- Stated goal A
From the Red Reese interview, set down the passage between "JT: In 1930" and "to Colorado Springs.", inclusive.
- Stated goal B
Answer these questions from the Red Reese interview:
(i) In what year was Reese commissioned during World War II?
(ii) Which team beat his 1946 basketball team in the NAIA tourney?
(iii) Whom does John Reese name as the best player his father ever coached?

- Page text
* * * * * * * * *

Jon Teitel's Coaching Greats Interview Series: Eastern Washington's W.B. "Red" Reese

    
October 25th, 2010
» Tags
In the most recent installment in his Coaching Greats interview series CHN writer Jon Teitel spent some time with John Reese, the son of Eastern Washington coaching great W.B. "Red" Reese. Coach Reese coached the Eagles in track and football in addition to basketball, winning almost 70% of the events in which he was involved. Coach Reese won twelve conference titles at EWU and his 1946 team won a school-record 27 consecutive games against collegiate competition, and Eastern Washington's home court now bears his name.

Jon Teitel: What was he like as a father, and how did he balance his coaching jobs with his family life?

John Reese: He was a good father who tried to do a lot for his kids, and he did a good job of balancing his coaching with his family. He coached football/basketball/track when he first arrived at EWU, and when football/basketball overlapped in the fall, he would come home from football practice, eat a quick meal and take a nap, then head back out to basketball practice.

JT: In 1930 he won a state championship at North Central HS. Why did he leave to go to EWU?

JR: I assume that he thought it was a promotion, but I never heard him say why he did that.

JT: In World War II he served as physical fitness officer and football coach for the 2nd Air Force. Why did he join the Air Force, and how did your family cope with that?

JR: We were with him that whole time after he was commissioned in 1942. He was too young to serve in WWI, so I think he just figured this was his chance to serve his country. We started out at the Air Force headquarters in Spokane, and later moved to Colorado Springs.

JT: In 1946 his basketball team finished 31-4, including a school record 27-game winning streak versus collegiate competition, then won two games in the NAIA tourney before falling to Pepperdine. Was that his best season ever, and how was he able to have so much success in his 1st year back after the war?

JR: He was a real good coach and had some real good talent including Irv Leifer (the best player he ever coached), although he had the shortest team in the whole tourney.

* * * * * * * * *

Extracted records
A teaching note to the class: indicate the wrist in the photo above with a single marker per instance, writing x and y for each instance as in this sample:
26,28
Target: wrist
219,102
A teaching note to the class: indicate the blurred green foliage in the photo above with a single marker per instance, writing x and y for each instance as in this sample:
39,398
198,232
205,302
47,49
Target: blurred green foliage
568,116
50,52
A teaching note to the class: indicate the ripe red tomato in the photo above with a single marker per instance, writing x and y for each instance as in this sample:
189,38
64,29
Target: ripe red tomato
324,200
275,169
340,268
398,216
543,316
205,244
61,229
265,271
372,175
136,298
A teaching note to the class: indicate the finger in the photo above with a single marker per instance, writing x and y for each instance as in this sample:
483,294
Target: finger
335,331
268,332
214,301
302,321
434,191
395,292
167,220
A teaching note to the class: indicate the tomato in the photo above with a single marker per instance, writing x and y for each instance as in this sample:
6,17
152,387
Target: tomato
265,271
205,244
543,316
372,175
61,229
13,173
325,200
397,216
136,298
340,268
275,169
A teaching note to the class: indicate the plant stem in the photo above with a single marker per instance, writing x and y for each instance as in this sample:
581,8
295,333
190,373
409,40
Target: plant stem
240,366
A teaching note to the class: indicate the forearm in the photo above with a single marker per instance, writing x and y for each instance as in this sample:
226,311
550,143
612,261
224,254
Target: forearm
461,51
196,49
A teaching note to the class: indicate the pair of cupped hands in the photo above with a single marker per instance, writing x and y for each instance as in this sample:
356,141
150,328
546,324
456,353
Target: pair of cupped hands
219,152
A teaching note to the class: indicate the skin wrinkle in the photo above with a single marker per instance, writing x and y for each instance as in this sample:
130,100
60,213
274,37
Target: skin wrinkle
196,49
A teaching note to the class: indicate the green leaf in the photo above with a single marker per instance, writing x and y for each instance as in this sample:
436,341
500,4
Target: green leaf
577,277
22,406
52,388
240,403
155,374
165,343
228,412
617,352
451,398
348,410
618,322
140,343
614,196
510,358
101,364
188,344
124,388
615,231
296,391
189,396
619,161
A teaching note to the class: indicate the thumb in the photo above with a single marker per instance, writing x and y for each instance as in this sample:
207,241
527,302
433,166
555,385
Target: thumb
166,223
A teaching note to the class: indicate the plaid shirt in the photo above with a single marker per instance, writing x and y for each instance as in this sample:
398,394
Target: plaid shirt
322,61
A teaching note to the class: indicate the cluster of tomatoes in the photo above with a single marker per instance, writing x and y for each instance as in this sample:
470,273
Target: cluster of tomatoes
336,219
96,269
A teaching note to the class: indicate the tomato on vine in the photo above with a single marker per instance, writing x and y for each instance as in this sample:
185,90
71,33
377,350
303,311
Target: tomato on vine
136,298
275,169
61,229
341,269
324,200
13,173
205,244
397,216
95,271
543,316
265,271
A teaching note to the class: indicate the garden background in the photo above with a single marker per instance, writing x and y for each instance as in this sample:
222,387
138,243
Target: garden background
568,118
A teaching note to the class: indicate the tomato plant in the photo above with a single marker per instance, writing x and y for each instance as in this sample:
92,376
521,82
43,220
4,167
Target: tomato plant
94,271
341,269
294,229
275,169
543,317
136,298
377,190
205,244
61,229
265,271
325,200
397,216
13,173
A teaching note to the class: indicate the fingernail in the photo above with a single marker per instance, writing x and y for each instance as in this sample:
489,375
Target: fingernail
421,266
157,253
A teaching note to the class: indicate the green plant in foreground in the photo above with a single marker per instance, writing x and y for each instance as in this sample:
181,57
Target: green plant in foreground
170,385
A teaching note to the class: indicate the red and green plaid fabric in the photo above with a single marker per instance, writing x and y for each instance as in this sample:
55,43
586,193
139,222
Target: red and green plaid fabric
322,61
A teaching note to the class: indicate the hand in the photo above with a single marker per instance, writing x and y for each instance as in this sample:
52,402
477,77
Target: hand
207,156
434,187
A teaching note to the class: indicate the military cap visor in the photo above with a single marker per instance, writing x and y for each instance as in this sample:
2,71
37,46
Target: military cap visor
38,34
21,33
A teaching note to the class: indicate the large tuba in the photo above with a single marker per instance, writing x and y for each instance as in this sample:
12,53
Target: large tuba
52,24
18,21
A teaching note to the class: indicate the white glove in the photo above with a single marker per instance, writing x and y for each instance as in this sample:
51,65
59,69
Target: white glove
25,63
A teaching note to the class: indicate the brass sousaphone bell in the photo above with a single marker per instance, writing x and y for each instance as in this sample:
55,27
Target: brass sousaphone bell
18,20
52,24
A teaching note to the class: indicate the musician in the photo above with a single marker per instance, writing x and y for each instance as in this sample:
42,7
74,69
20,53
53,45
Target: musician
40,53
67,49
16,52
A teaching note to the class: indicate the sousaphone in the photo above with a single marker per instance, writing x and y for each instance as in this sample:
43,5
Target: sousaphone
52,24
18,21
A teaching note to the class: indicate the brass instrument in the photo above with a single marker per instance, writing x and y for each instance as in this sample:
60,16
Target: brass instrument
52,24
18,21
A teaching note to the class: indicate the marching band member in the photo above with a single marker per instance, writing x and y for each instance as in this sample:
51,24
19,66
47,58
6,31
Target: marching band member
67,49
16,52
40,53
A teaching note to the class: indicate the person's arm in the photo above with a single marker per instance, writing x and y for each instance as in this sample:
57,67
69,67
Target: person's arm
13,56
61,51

* * * * * * * * *

- Full answer A
JT: In 1930 he won a state championship at North Central HS. Why did he leave to go to EWU?

JR: I assume that he thought it was a promotion, but I never heard him say why he did that.

JT: In World War II he served as physical fitness officer and football coach for the 2nd Air Force. Why did he join the Air Force, and how did your family cope with that?

JR: We were with him that whole time after he was commissioned in 1942. He was too young to serve in WWI, so I think he just figured this was his chance to serve his country. We started out at the Air Force headquarters in Spokane, and later moved to Colorado Springs.

- Full answer B
(i) 1942
(ii) Pepperdine
(iii) Irv Leifer